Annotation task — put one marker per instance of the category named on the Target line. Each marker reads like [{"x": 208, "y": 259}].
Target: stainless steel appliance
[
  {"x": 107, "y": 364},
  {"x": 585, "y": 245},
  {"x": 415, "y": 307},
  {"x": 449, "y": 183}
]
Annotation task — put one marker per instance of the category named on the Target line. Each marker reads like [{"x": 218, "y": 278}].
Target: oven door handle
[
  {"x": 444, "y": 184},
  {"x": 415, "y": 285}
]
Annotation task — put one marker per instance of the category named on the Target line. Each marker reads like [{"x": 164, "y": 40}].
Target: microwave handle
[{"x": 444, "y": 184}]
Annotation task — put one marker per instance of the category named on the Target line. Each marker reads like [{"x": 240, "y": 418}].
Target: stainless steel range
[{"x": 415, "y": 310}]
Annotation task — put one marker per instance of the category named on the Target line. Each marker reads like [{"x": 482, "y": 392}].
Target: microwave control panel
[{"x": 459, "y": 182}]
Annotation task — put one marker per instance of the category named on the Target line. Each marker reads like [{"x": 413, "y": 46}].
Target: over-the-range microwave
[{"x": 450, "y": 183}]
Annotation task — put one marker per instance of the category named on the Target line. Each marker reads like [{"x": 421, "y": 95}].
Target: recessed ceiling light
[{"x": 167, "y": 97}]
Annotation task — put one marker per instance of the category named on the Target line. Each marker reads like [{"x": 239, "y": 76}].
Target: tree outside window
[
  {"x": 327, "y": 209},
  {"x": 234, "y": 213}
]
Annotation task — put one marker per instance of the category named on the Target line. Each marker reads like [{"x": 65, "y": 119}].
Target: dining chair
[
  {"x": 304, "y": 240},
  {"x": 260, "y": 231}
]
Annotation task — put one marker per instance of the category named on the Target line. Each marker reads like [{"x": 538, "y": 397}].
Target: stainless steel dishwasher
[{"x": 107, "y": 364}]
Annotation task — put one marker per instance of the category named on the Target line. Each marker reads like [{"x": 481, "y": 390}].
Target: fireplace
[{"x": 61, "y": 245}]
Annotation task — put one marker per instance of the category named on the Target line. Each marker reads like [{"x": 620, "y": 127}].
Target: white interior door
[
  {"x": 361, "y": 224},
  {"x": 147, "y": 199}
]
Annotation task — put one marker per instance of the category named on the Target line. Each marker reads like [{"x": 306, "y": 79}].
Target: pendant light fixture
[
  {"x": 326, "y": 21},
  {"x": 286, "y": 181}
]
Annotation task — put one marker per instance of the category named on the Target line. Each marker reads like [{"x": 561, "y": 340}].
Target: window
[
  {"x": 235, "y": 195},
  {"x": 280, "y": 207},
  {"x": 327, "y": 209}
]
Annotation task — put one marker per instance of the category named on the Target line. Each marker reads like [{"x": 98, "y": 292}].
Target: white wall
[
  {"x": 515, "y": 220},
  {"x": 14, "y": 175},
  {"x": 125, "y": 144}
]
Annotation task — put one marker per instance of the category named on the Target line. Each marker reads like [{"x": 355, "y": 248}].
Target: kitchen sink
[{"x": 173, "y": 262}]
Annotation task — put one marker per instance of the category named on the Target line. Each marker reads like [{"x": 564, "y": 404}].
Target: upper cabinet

* **Exercise aim**:
How many lines in the listing above contain the word "light"? Reply with the number alone.

* **Final answer**:
2